* [AIM OF THE TASK] Begin with the line containing "Detect red car." and copy each line exactly through the last line of the entries, inclusive.

*** Opening of RECORD EXCERPTS ***

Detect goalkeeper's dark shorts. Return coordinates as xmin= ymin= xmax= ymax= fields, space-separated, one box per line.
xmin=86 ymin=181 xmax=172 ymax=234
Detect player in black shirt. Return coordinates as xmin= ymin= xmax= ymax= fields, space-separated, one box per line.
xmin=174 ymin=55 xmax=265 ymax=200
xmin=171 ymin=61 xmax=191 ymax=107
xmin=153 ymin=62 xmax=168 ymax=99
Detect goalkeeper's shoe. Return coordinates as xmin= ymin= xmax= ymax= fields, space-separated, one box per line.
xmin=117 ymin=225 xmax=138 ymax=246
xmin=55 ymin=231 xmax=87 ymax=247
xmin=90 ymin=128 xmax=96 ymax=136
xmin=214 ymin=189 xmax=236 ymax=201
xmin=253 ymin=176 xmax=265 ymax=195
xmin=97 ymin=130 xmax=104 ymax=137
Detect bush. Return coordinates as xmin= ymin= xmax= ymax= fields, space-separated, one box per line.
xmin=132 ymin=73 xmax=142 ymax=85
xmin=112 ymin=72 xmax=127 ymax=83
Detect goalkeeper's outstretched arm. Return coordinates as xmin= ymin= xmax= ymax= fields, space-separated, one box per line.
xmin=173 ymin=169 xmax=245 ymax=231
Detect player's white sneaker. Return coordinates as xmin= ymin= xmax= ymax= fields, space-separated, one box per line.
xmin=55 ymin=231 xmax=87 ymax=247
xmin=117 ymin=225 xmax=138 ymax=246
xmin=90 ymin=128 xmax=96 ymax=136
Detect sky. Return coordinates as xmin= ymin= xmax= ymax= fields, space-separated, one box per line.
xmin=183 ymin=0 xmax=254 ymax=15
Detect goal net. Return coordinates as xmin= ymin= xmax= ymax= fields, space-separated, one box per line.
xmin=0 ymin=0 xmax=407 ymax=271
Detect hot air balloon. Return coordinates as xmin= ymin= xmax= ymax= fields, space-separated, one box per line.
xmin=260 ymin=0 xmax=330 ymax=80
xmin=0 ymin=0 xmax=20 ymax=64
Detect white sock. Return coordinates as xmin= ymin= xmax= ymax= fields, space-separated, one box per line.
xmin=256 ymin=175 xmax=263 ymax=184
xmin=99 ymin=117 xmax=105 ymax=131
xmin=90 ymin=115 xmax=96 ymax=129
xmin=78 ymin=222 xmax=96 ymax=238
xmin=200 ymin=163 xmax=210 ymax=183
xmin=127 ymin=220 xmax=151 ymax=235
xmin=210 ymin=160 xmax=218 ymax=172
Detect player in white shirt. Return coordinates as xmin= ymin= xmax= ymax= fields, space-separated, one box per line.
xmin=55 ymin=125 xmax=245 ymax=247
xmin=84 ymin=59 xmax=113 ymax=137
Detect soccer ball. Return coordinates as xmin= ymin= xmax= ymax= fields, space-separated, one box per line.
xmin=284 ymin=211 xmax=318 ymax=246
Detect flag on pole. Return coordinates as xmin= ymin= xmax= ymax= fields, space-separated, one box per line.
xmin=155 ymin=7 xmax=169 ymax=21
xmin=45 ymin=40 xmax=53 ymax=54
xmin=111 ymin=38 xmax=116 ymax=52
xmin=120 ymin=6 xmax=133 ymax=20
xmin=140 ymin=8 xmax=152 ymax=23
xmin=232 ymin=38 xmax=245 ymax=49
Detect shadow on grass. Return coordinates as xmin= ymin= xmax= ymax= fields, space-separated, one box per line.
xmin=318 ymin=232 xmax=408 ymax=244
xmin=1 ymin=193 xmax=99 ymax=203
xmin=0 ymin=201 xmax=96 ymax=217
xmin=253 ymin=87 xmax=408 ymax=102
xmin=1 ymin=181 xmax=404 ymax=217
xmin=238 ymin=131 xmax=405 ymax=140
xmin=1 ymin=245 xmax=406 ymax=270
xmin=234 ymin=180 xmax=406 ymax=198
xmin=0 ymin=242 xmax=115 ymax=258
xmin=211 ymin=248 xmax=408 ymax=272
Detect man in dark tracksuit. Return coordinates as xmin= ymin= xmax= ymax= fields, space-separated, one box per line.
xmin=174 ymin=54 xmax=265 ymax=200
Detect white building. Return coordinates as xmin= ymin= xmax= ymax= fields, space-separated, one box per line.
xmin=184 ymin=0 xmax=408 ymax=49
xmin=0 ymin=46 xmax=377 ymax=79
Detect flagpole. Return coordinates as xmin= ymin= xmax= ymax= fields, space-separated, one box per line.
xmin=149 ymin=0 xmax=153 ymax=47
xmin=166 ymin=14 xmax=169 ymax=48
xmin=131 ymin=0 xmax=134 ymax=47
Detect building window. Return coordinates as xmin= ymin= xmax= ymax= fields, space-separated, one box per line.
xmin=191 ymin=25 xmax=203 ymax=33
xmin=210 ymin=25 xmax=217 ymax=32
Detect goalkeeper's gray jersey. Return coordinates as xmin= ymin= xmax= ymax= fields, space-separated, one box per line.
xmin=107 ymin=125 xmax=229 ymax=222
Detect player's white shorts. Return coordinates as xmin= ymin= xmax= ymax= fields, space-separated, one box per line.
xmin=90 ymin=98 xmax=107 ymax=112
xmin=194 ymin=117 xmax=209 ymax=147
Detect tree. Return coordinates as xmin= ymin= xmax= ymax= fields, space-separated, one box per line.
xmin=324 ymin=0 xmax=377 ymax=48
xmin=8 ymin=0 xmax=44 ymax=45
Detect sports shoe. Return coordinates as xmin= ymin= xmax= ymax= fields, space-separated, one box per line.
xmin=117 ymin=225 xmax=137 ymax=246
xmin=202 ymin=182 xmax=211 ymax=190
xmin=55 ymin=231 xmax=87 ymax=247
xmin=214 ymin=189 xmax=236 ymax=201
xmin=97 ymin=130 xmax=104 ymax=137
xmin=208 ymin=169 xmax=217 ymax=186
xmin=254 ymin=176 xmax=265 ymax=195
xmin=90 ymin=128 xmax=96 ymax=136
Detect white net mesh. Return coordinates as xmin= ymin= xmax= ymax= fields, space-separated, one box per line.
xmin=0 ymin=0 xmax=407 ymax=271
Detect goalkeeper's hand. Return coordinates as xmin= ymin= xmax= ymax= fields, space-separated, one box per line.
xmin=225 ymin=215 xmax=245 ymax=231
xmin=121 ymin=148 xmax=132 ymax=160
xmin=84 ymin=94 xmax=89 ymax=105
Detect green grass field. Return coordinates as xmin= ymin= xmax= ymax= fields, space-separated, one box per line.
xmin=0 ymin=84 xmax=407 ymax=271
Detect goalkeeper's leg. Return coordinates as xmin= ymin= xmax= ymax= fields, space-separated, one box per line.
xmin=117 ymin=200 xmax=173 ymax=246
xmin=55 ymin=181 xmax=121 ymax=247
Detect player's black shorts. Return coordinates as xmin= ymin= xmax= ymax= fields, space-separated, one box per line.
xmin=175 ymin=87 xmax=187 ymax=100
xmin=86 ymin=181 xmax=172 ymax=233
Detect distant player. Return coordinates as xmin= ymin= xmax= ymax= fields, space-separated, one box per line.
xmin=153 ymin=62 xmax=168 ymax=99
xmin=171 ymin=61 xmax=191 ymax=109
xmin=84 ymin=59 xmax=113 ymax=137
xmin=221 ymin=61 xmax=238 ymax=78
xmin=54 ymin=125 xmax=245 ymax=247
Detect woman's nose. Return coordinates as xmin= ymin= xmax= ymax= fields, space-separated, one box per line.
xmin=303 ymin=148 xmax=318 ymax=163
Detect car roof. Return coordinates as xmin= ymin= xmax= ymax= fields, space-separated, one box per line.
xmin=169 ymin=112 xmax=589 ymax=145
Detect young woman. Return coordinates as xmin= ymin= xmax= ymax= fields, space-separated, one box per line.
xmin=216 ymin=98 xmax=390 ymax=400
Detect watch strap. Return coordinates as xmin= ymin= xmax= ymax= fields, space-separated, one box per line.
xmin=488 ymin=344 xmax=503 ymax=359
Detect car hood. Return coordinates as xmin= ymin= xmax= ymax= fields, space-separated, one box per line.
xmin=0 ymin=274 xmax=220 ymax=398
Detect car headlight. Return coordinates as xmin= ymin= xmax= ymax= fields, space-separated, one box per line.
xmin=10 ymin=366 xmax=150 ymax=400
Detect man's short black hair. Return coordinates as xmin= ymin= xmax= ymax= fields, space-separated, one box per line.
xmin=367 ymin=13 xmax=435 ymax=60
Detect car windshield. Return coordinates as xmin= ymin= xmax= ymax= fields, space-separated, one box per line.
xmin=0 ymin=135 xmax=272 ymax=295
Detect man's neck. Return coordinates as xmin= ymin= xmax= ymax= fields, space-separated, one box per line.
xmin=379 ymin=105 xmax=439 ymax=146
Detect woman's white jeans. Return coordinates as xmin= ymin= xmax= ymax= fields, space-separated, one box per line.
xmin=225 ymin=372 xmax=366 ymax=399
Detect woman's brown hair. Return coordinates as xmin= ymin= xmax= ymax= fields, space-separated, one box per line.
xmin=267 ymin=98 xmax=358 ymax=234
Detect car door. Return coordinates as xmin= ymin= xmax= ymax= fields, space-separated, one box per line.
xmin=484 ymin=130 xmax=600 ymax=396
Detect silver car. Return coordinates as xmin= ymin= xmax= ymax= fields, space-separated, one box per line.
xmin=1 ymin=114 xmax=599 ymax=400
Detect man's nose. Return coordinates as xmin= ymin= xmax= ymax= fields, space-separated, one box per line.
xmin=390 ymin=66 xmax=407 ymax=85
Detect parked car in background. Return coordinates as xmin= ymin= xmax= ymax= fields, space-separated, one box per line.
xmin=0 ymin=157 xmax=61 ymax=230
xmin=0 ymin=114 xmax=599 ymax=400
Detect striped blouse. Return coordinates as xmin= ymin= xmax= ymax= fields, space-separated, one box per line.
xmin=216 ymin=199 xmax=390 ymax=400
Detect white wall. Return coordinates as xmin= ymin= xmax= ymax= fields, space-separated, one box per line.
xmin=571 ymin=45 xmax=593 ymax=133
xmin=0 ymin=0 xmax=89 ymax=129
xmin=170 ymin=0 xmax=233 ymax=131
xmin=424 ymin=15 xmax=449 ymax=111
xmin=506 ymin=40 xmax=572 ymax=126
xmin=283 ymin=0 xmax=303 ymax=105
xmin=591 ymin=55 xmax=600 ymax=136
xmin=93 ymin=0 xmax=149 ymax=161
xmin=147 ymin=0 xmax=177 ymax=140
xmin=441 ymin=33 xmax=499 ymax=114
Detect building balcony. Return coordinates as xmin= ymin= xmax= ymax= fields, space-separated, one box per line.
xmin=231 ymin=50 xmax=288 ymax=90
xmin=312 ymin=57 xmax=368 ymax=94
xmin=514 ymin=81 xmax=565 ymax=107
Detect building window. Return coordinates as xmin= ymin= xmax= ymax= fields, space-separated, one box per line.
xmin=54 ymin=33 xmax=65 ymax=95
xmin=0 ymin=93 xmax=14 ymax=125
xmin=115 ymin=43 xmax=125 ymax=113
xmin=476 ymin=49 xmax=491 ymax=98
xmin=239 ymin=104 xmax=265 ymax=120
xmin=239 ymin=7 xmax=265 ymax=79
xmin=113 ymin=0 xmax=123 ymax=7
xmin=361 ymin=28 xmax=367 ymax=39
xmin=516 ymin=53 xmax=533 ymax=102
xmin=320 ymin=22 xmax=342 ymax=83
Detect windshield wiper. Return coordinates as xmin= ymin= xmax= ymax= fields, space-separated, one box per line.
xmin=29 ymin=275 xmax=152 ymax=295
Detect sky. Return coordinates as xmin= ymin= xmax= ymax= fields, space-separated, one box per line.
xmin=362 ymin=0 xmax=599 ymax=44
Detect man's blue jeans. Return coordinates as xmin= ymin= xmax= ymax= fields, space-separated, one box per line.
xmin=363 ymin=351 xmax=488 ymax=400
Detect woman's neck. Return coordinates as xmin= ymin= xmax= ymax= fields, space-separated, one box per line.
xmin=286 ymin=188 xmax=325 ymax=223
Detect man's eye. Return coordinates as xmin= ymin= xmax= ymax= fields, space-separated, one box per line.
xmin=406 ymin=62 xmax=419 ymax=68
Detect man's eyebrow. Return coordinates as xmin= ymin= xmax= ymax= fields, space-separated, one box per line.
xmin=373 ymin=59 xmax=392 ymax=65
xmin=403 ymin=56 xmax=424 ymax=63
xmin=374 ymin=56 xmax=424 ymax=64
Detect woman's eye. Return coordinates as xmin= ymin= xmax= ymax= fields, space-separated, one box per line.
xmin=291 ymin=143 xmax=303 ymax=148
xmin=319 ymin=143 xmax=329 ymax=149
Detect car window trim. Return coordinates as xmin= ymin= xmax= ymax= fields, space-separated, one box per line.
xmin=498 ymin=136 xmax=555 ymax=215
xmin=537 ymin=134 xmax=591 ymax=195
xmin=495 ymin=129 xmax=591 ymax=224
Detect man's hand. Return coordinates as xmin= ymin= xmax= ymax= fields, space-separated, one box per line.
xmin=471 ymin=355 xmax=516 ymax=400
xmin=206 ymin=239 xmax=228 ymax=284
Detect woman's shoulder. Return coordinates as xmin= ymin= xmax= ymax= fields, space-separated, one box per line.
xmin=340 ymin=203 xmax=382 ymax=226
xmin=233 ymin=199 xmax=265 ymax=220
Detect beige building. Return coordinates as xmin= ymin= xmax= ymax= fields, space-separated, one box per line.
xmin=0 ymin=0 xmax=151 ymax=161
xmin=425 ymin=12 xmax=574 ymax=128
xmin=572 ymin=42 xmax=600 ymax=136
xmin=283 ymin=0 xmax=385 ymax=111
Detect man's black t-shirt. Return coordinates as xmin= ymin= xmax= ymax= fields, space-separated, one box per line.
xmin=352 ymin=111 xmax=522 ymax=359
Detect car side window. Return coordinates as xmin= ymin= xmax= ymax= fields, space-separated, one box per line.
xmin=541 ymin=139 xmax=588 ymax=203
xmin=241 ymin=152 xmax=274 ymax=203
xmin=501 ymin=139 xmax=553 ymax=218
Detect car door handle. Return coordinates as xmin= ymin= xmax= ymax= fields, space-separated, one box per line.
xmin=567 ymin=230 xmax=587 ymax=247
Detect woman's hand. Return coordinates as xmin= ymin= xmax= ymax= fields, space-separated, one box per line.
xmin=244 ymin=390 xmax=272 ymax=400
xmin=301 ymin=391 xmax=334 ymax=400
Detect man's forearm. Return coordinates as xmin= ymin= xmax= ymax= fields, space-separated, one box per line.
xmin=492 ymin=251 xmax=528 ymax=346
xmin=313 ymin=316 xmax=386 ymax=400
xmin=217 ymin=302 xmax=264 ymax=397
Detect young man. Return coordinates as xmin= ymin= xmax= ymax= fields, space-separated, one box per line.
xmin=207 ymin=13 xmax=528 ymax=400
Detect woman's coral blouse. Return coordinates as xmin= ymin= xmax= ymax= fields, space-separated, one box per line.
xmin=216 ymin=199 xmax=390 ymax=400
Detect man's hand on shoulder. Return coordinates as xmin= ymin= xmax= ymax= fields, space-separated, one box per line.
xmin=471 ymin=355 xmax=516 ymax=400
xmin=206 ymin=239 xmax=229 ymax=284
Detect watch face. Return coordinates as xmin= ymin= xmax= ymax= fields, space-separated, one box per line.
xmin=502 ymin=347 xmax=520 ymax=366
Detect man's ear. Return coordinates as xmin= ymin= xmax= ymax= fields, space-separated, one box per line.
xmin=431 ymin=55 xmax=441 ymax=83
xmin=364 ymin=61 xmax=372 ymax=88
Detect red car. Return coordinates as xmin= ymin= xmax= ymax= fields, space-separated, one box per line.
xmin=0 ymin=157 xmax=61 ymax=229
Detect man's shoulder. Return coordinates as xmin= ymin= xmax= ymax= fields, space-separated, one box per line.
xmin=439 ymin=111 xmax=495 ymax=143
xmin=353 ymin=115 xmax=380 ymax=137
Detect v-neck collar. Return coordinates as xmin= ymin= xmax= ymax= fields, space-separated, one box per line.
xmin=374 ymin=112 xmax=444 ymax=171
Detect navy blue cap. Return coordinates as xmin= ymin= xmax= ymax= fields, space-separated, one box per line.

*** Close of RECORD EXCERPTS ***

* [RESULT BELOW]
Detect red car. Return coordinates as xmin= ymin= xmax= ymax= fields, space-separated, one box per line.
xmin=0 ymin=157 xmax=61 ymax=229
Detect man's shoulder. Return coordinates as xmin= ymin= xmax= ymax= fields, space-separated, one box per line.
xmin=439 ymin=111 xmax=495 ymax=143
xmin=353 ymin=115 xmax=380 ymax=137
Detect v-neck collar. Return coordinates as xmin= ymin= xmax= ymax= fields, space-separated, one box per line.
xmin=374 ymin=112 xmax=444 ymax=171
Detect navy blue cap. Return coordinates as xmin= ymin= xmax= ymax= fields, space-separated, one box per line.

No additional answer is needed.